Task objective. Turn every line of the records below into one numbered list, skipping blank lines and leaving out the pictures.

Input rows.
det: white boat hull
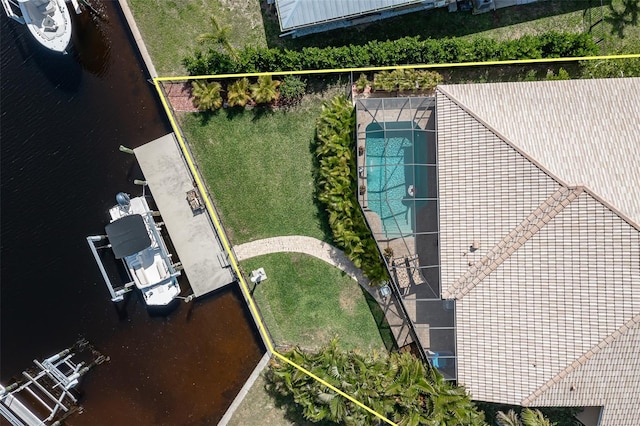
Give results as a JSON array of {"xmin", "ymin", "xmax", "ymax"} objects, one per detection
[
  {"xmin": 18, "ymin": 0, "xmax": 71, "ymax": 53},
  {"xmin": 109, "ymin": 197, "xmax": 180, "ymax": 306}
]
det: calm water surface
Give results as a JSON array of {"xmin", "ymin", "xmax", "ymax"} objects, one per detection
[{"xmin": 0, "ymin": 1, "xmax": 263, "ymax": 425}]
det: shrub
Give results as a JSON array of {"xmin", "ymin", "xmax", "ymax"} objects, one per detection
[
  {"xmin": 183, "ymin": 33, "xmax": 598, "ymax": 75},
  {"xmin": 547, "ymin": 68, "xmax": 571, "ymax": 80},
  {"xmin": 580, "ymin": 58, "xmax": 640, "ymax": 78},
  {"xmin": 316, "ymin": 95, "xmax": 389, "ymax": 284}
]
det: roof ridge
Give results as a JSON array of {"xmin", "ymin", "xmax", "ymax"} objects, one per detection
[
  {"xmin": 443, "ymin": 186, "xmax": 584, "ymax": 299},
  {"xmin": 520, "ymin": 313, "xmax": 640, "ymax": 407},
  {"xmin": 436, "ymin": 83, "xmax": 640, "ymax": 235},
  {"xmin": 436, "ymin": 87, "xmax": 576, "ymax": 188}
]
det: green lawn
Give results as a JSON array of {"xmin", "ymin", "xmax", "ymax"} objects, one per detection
[
  {"xmin": 181, "ymin": 99, "xmax": 328, "ymax": 244},
  {"xmin": 262, "ymin": 0, "xmax": 640, "ymax": 54},
  {"xmin": 241, "ymin": 253, "xmax": 393, "ymax": 351},
  {"xmin": 127, "ymin": 0, "xmax": 266, "ymax": 77},
  {"xmin": 127, "ymin": 0, "xmax": 640, "ymax": 76}
]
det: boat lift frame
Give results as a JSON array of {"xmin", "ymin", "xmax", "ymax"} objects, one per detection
[
  {"xmin": 87, "ymin": 235, "xmax": 136, "ymax": 302},
  {"xmin": 87, "ymin": 198, "xmax": 182, "ymax": 302},
  {"xmin": 0, "ymin": 339, "xmax": 108, "ymax": 426}
]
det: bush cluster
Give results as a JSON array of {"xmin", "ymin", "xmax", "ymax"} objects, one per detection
[
  {"xmin": 316, "ymin": 95, "xmax": 389, "ymax": 284},
  {"xmin": 183, "ymin": 32, "xmax": 598, "ymax": 75}
]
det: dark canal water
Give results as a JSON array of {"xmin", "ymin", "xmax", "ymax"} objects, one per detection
[{"xmin": 0, "ymin": 1, "xmax": 263, "ymax": 425}]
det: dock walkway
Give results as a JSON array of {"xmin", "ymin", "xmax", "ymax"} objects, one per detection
[{"xmin": 134, "ymin": 133, "xmax": 235, "ymax": 297}]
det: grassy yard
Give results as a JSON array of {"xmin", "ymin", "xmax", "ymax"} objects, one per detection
[
  {"xmin": 127, "ymin": 0, "xmax": 267, "ymax": 76},
  {"xmin": 181, "ymin": 91, "xmax": 344, "ymax": 244},
  {"xmin": 242, "ymin": 253, "xmax": 393, "ymax": 351},
  {"xmin": 228, "ymin": 374, "xmax": 335, "ymax": 426},
  {"xmin": 128, "ymin": 0, "xmax": 640, "ymax": 76}
]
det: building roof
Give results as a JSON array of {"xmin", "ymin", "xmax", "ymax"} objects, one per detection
[
  {"xmin": 276, "ymin": 0, "xmax": 423, "ymax": 31},
  {"xmin": 443, "ymin": 78, "xmax": 640, "ymax": 227},
  {"xmin": 436, "ymin": 79, "xmax": 640, "ymax": 425}
]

Answer in full.
1. det: white boat hull
2. Give results as a JSON array of {"xmin", "ymin", "xmax", "ymax"} objects, one per detection
3. [
4.   {"xmin": 18, "ymin": 0, "xmax": 71, "ymax": 53},
5.   {"xmin": 109, "ymin": 197, "xmax": 180, "ymax": 306}
6. ]
7. det: calm water surface
8. Give results as a JSON array of {"xmin", "ymin", "xmax", "ymax"} objects, one per detection
9. [{"xmin": 0, "ymin": 1, "xmax": 263, "ymax": 425}]
10. det: shrub
11. Give results as a JSON array of {"xmin", "ymin", "xmax", "ymax"} objects, one per detection
12. [
13.   {"xmin": 183, "ymin": 33, "xmax": 598, "ymax": 75},
14.   {"xmin": 547, "ymin": 68, "xmax": 571, "ymax": 80},
15.   {"xmin": 580, "ymin": 58, "xmax": 640, "ymax": 78},
16.   {"xmin": 316, "ymin": 95, "xmax": 389, "ymax": 284}
17. ]
18. det: roof ridge
19. Give results as a JSON array of {"xmin", "ymin", "xmax", "ymax"} objects, one per detection
20. [
21.   {"xmin": 443, "ymin": 186, "xmax": 584, "ymax": 299},
22.   {"xmin": 520, "ymin": 313, "xmax": 640, "ymax": 407},
23.   {"xmin": 436, "ymin": 83, "xmax": 640, "ymax": 235},
24.   {"xmin": 436, "ymin": 87, "xmax": 576, "ymax": 188}
25. ]
26. det: green lawn
27. Give results as a JSON array of {"xmin", "ymin", "xmax", "ymax"} objects, one per detection
28. [
29.   {"xmin": 181, "ymin": 99, "xmax": 328, "ymax": 244},
30.   {"xmin": 262, "ymin": 0, "xmax": 640, "ymax": 54},
31.   {"xmin": 241, "ymin": 253, "xmax": 393, "ymax": 351},
32.   {"xmin": 127, "ymin": 0, "xmax": 266, "ymax": 77},
33.   {"xmin": 127, "ymin": 0, "xmax": 640, "ymax": 76}
34. ]
35. det: boat lift frame
36. Give results as a JSON array of {"xmin", "ymin", "xmax", "ymax"} objects, one per detection
37. [
38.   {"xmin": 87, "ymin": 235, "xmax": 136, "ymax": 302},
39.   {"xmin": 87, "ymin": 198, "xmax": 182, "ymax": 302},
40.   {"xmin": 0, "ymin": 339, "xmax": 108, "ymax": 426}
41. ]
42. det: bush cluster
43. Give results as a JSON array of {"xmin", "ymin", "xmax", "ymax"} objects, one per detection
44. [
45.   {"xmin": 316, "ymin": 95, "xmax": 389, "ymax": 284},
46.   {"xmin": 183, "ymin": 32, "xmax": 598, "ymax": 75}
47. ]
48. det: dark canal water
49. Give results as a JSON array of {"xmin", "ymin", "xmax", "ymax"} objects, one per detection
50. [{"xmin": 0, "ymin": 1, "xmax": 263, "ymax": 425}]
51. det: dock walkway
52. Give results as a JSON array of {"xmin", "ymin", "xmax", "ymax"} objects, one per detection
53. [{"xmin": 134, "ymin": 133, "xmax": 235, "ymax": 297}]
54. det: grassy yard
55. Give results as a JSON array of {"xmin", "ymin", "xmax", "ymax"} objects, one per detection
56. [
57.   {"xmin": 127, "ymin": 0, "xmax": 267, "ymax": 76},
58.   {"xmin": 181, "ymin": 91, "xmax": 344, "ymax": 244},
59.   {"xmin": 242, "ymin": 253, "xmax": 393, "ymax": 351},
60.   {"xmin": 228, "ymin": 374, "xmax": 335, "ymax": 426},
61.   {"xmin": 128, "ymin": 0, "xmax": 640, "ymax": 76}
62. ]
63. det: building roof
64. Give results as a JSON array of {"xmin", "ymin", "xmax", "ymax"} objects, one per detection
65. [
66.   {"xmin": 276, "ymin": 0, "xmax": 423, "ymax": 31},
67.   {"xmin": 443, "ymin": 78, "xmax": 640, "ymax": 227},
68.   {"xmin": 436, "ymin": 79, "xmax": 640, "ymax": 425}
69. ]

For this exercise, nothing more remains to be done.